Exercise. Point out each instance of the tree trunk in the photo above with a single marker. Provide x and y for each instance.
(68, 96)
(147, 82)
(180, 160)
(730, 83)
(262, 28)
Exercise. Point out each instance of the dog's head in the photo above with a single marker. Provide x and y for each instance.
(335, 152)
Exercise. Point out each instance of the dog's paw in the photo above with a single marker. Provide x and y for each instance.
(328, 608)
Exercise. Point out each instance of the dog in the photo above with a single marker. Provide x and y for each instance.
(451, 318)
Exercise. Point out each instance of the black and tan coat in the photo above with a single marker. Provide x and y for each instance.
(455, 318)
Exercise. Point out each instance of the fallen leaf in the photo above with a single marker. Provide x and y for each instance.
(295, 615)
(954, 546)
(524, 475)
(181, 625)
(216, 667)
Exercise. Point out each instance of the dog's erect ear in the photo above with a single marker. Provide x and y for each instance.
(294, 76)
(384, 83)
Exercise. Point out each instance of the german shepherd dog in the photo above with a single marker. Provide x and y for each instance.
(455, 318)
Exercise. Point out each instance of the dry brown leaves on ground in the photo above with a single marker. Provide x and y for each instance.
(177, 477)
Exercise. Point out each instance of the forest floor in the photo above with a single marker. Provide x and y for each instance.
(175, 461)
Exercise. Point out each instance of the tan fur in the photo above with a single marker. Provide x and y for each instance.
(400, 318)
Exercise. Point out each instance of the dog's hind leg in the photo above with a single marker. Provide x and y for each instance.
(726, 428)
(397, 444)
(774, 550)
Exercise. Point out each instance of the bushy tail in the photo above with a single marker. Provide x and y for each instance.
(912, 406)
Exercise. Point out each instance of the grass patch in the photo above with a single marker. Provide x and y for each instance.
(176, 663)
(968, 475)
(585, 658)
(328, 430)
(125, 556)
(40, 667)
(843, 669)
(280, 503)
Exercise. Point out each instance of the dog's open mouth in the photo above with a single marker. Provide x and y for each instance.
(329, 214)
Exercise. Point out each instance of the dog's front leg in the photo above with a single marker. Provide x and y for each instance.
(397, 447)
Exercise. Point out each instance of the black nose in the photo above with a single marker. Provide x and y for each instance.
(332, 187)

---

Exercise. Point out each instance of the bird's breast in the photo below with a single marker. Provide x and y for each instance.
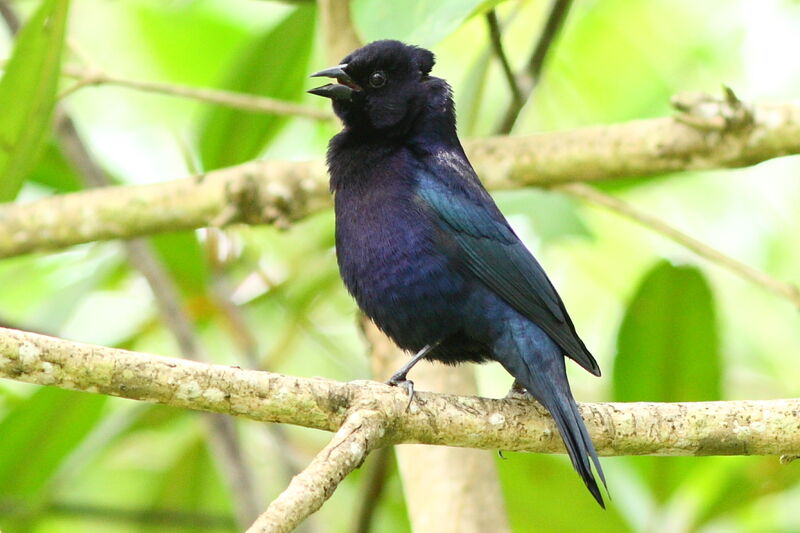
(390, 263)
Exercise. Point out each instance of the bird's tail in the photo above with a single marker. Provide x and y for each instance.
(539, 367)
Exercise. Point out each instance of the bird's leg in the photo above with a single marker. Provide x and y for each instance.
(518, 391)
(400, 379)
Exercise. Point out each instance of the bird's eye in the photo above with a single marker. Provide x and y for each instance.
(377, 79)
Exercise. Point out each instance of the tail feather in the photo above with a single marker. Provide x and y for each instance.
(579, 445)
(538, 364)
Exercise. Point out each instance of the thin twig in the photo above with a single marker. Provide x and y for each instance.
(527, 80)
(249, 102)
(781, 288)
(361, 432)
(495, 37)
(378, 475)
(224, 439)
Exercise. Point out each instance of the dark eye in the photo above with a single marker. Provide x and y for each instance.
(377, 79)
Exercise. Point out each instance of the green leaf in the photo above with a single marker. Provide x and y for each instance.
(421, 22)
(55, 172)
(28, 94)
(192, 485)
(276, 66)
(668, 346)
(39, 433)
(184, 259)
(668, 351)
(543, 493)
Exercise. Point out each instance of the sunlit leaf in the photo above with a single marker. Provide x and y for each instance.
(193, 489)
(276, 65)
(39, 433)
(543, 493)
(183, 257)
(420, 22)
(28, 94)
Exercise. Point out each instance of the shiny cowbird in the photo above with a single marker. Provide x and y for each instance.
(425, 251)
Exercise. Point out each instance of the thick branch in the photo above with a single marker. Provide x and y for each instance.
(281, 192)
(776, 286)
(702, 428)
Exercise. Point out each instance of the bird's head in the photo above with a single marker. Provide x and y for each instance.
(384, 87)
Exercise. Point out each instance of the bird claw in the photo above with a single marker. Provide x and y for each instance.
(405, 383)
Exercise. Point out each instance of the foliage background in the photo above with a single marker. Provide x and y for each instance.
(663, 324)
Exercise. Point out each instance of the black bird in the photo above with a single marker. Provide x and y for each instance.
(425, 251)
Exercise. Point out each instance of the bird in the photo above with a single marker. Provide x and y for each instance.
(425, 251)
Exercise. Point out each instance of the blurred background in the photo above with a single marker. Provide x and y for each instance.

==

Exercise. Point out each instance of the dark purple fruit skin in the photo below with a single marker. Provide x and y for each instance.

▸ Task prompt: Only those lines of the entries above that run from the line containing "Exercise. Point out each instance of the foliage" to the line containing "Exercise. Point out each instance of the blurred", both included, should be transcribed exactly.

▸ Task solution:
Exercise. Point out each instance of the foliage background in the photo above with a single marker. Provide x and y for each instance.
(663, 324)
Exercise. Point out each instance of the black bird in the photo above with a single marker. Provide x and y for each instance.
(425, 251)
Exercise. Point out each instance of the bird in the photo above with a single marker. Provide x and y for each instance.
(425, 251)
Exercise. Point out each instance of the blurred background in the photo above with a single marker. Provide x and y for each instance.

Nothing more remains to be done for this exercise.